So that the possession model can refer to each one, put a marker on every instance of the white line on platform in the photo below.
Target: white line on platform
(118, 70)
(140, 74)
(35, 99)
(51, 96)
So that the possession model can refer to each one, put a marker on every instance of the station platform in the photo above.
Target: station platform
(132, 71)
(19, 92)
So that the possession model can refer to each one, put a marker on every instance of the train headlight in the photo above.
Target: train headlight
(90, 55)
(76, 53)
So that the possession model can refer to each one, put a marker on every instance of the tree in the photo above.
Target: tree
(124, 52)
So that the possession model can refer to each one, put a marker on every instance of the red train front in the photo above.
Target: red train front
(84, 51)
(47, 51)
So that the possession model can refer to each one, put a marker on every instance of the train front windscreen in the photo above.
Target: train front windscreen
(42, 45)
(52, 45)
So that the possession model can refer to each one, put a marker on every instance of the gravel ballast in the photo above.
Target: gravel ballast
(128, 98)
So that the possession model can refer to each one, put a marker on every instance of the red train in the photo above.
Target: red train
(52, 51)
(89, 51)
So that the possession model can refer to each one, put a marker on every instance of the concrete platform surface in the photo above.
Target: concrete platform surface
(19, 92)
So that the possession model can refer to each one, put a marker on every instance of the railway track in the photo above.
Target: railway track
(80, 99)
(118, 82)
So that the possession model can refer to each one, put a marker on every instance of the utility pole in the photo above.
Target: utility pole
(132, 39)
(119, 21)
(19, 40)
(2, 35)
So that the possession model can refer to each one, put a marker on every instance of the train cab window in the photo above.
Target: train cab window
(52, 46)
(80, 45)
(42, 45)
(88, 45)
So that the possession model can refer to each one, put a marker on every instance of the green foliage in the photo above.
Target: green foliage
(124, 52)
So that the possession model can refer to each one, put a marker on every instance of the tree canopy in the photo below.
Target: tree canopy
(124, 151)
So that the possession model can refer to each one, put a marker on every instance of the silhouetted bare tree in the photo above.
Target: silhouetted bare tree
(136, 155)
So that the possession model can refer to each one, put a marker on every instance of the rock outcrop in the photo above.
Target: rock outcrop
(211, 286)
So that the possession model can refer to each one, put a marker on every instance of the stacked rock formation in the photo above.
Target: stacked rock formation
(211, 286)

◇ ◇ ◇ ◇ ◇

> _TASK_:
Repeat the material above in full. Change no word.

> _SOLUTION_:
So that the possession model can refer to each one, put a marker on every instance of the white line on platform in the photo below.
Target: white line on platform
(118, 70)
(140, 74)
(35, 99)
(51, 96)
So that the possession model can refer to each one, put a marker on every instance of the station platform in the photo above.
Target: station platform
(132, 71)
(19, 92)
So that the possession model can refer to each one, put a marker on every instance of the train headlight in the photo above.
Target: train headlight
(90, 55)
(76, 53)
So that the possession model can refer to each one, put a marker on every instance of the tree in the photo above.
Target: tree
(124, 52)
So that the possession model can refer to each one, put a marker on every instance of the red train front in the photo above.
Target: red train front
(84, 51)
(47, 51)
So that the possession model can refer to each one, put a marker on every instance of the train front windscreen in the photo above.
Target: train front windscreen
(42, 45)
(52, 45)
So that the possession model can refer to each one, put a marker on every instance of the gravel ballast in the photo above.
Target: gravel ballast
(128, 98)
So that the possession model can refer to each one, put a marker on every instance of the red train in the photo above.
Target: red train
(52, 51)
(89, 51)
So that the possession model can refer to each one, put a marker on every instance of the concrete platform surface in the photo above.
Target: concrete platform surface
(19, 92)
So that the possession model can refer to each one, put a marker on every instance of the railway track in the photo above.
Target: railway track
(80, 99)
(118, 82)
So that the possession model can refer to each one, put a marker on every instance of the utility pole in the photo above.
Target: utility pole
(132, 39)
(119, 21)
(19, 40)
(2, 35)
So that the possession model can refer to each one, put a marker on every instance of the train cab window in the photo above.
Target: train cab window
(52, 46)
(80, 45)
(42, 45)
(88, 45)
So that the possession model can refer to each one, put a marker on every instance of the green foliage in the photo above.
Target: green foliage
(124, 52)
So that the possession model can refer to each one, put a marker on every instance of the tree canopy in the photo below.
Target: tree canopy
(124, 151)
So that the possession model can refer to each one, put a marker on every instance of the silhouetted bare tree in the photo above.
Target: silhouetted bare tree
(136, 155)
So that the possession model can refer to each one, put a marker on every instance of the rock outcrop in the photo above.
Target: rock outcrop
(211, 286)
So that the possession model can refer to each one, put a marker on every instance of the stacked rock formation in the photo above.
Target: stacked rock formation
(211, 286)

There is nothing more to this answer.